┌─ Extracted text
# PAR readings for TMC Mini Led 400 and TMC GroBeam 600



## Jaap (29 May 2014)

Hi,

Any par readings available would help so as to chose the right setting on the controller. So maybe Par vs distance and the controller % setting would be a good thing to know.

Thanks


----------



## Jaap (31 May 2014)

Anyone?

Sent from my GT-I9505 using Tapatalk


----------



## Alastair (31 May 2014)

Hi Jaap,
I unfortunately don't have the 400s just the 1500s and have a par meter but not the same tile. 
If you give tank specifications plant species low tech or hi tech then it would me much easier to give recommendations on what percentage to set lights at initially 

Sent from my D6503 using Tapatalk 2


----------



## Jaap (31 May 2014)

I would like a high tech tank, 45cm x 30cm x 30cm and mostly plants like stayrogen repens amd hemianthous cuba....



Alastair said:


> Hi Jaap,
> I unfortunately don't have the 400s just the 1500s and have a par meter but not the same tile.
> If you give tank specifications plant species low tech or hi tech then it would me much easier to give recommendations on what percentage to set lights at initially
> 
> Sent from my D6503 using Tapatalk 2




Sent from my GT-I9505 using Tapatalk


----------



## Julian (31 May 2014)

What height is the light from the water? Are you using the black mounting bracket thingy?


----------



## Jaap (31 May 2014)

Don't have it yet....I am trying to decide which of the two but I will also get a controller so height could be anything I want it to be....it will be adjustable just like the intensity through a controller....

Remember the tank is 45cm long


----------



## Andy Thurston (31 May 2014)

Buy whichever looks best to you and the dimmer
S. repens and hc dont need boat loads of light but hc does need lots of co2
The dimmer for the tiles is also a timer that allows sunrise and sunset, hence the difference in price


----------



## Julian (31 May 2014)

Well, I think you're lights are going to need to be set anywhere between 15-30% depending on how far they are above the water. Do not be blinded by all the pictures you see of aqauscapes with really intense lighting, they are never maintained at these lighting levels, only to get a better picture.

Either one will do the job, but I'd say get the gro beam 600 as it's rectangular and will look nicer mounted above your rectangular tank.


----------



## Jaap (15 Oct 2014)

Purely for educational reasons, I would like to inform anyone else that stumbles upon this thread, that the GroBeam 600 was set at 30% and 50cm from the substrate at the beginning. This caused the plants not to grow and at some point melt. After inspecting all other possibilities I was left with no other choice but to increase the light intensity and i gradually did, reaching 100% intensity. Now I am lowering the light fixture by 5cm and I am at 45cm from the substrate. I will stop lowering it as soon as I see healthy plant growth.

Thanks 



Julian said:


> Well, I think you're lights are going to need to be set anywhere between 15-30% depending on how far they are above the water. Do not be blinded by all the pictures you see of aqauscapes with really intense lighting, they are never maintained at these lighting levels, only to get a better picture.
> 
> Either one will do the job, but I'd say get the gro beam 600 as it's rectangular and will look nicer mounted above your rectangular tank.


----------



## Joe Turner (1 Feb 2016)
└─
┌─ Records supplied
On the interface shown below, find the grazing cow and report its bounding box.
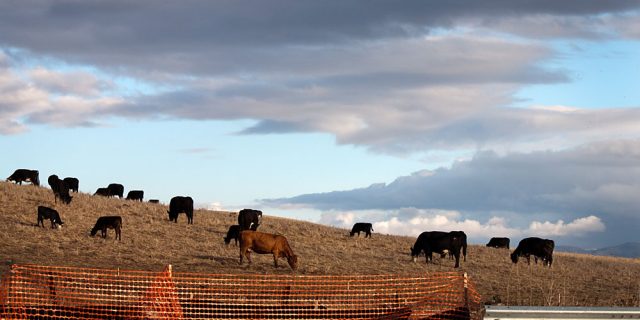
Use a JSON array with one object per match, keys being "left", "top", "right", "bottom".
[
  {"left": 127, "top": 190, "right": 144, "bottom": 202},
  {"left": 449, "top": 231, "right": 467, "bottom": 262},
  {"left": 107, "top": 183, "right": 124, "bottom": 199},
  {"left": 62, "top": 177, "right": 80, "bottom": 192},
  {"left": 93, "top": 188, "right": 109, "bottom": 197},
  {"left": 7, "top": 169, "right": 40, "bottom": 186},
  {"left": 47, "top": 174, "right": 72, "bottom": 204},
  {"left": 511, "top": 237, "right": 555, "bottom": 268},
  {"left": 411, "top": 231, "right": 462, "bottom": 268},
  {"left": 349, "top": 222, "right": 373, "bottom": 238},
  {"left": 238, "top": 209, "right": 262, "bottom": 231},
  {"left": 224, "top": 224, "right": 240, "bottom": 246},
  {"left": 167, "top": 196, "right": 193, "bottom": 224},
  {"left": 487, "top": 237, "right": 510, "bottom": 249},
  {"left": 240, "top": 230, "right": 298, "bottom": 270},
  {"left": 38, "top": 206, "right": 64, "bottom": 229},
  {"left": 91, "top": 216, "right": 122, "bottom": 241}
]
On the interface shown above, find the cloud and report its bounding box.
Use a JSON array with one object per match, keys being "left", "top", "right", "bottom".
└─
» **Exercises**:
- a) In the aquarium lighting thread, condense the paragraph that begins "Purely for educational reasons" into a short bulleted list that keeps its main facts.
- b) According to the aquarium lighting thread, what are the dimensions of the tank Jaap plans to set up?
- c) Pick up the aquarium lighting thread after its last line and continue it.

» **Answers given**:
- a)
- The GroBeam 600 started at 30% intensity, 50cm above the substrate.
- At that setting the plants did not grow and eventually melted.
- After ruling out other causes, the intensity was raised gradually to 100%.
- The fixture is now being lowered by 5cm, to 45cm above the substrate.
- Lowering will stop once healthy plant growth appears.

- b) 45cm x 30cm x 30cm.

- c)
Jaap said:


> Purely for educational reasons, I would like to inform anyone else that stumbles upon this thread, that the GroBeam 600 was set at 30% and 50cm from the substrate at the beginning. This caused the plants not to grow and at some point melt. After inspecting all other possibilities I was left with no other choice but to increase the light intensity and i gradually did, reaching 100% intensity. Now I am lowering the light fixture by 5cm and I am at 45cm from the substrate. I will stop lowering it as soon as I see healthy plant growth.
> 
> Thanks



This is exactly the question I was looking for, thanks for getting back to the thread with your results!

Out of interest, what were/are the tank's fertiliser regime and CO2 input?

Thanks again,

Joe


----------



## Jaap (1 Feb 2016)

I was dosing EI and had the CO2 on full blast! CO2 was through the roof since everyone told me its co2

Sent from my SM-G900F using Tapatalk


----------



## Julian (1 Feb 2016)

Just want to second what's already been said about these lights. I've been struggling to grow plants for about a year, all of my problems pointed towards not enough CO2, but long story short its because of not enough light. Currently at 70% and things are looking better.

Sent from my Nexus 6 using Tapatalk


----------



## Jaap (2 Feb 2016)

Julian said:


> Just want to second what's already been said about these lights. I've been struggling to grow plants for about a year, all of my problems pointed towards not enough CO2, but long story short its because of not enough light. Currently at 70% and things are looking better.
> 
> Sent from my Nexus 6 using Tapatalk



Over what tank do you have it and at what distance from substrate?


----------



## Julian (2 Feb 2016)

Jaap said:


> Over what tank do you have it and at what distance from substrate?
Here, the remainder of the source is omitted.